**Excerpt provided:**
Technical information
- Licensing authority: FCC
- Facility ID: 24658
- Class: B
- Power: 5,000 watts day; 500 watts night;
- Transmitter coordinates: 39°54′33.41″N 75°5′58.63″W﻿ / ﻿39.9092806°N 75.0996194°W

Links
- Public license information: Public file; LMS;
- Webcast: Listen live
- Website: wtmrradio.com

= WTMR =

Religious radio station in Camden, New Jersey

WTMR (800 AM) is a radio station broadcasting brokered programming, mainly religious programming. Licensed to Camden, New Jersey, United States, it serves the Philadelphia area. WTMR is owned by Beasley Broadcast Group, Inc., through licensee Beasley Media Group, LLC, and features programming from Westwood One. The transmitter site is in Camden, while studios and offices are located in the "555 Building" in Bala Cynwyd, Pennsylvania.

[Referring expression data]

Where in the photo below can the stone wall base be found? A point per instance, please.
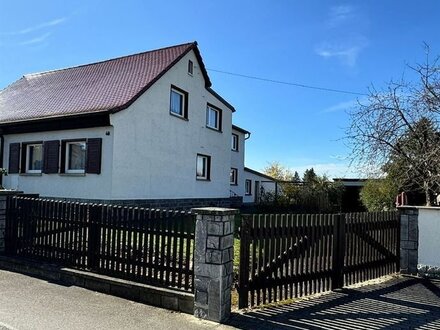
(179, 204)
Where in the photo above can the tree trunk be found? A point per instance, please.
(427, 194)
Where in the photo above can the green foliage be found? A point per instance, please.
(379, 194)
(314, 193)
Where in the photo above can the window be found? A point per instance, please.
(75, 160)
(233, 176)
(213, 117)
(179, 102)
(203, 167)
(248, 187)
(234, 145)
(34, 158)
(190, 67)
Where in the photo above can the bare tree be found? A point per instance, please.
(396, 130)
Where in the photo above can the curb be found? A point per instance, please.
(156, 296)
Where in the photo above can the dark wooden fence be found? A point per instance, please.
(144, 245)
(284, 256)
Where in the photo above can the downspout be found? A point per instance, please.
(2, 145)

**Task description:** Rewrite the passage of the WTMR excerpt that opens with the words containing "WTMR (800 AM)" and closes with "Bala Cynwyd, Pennsylvania.", substituting "primarily" for "mainly".

**Your response:**
WTMR (800 AM) is a radio station broadcasting brokered programming, primarily religious programming. Licensed to Camden, New Jersey, United States, it serves the Philadelphia area. WTMR is owned by Beasley Broadcast Group, Inc., through licensee Beasley Media Group, LLC, and features programming from Westwood One. The transmitter site is in Camden, while studios and offices are located in the "555 Building" in Bala Cynwyd, Pennsylvania.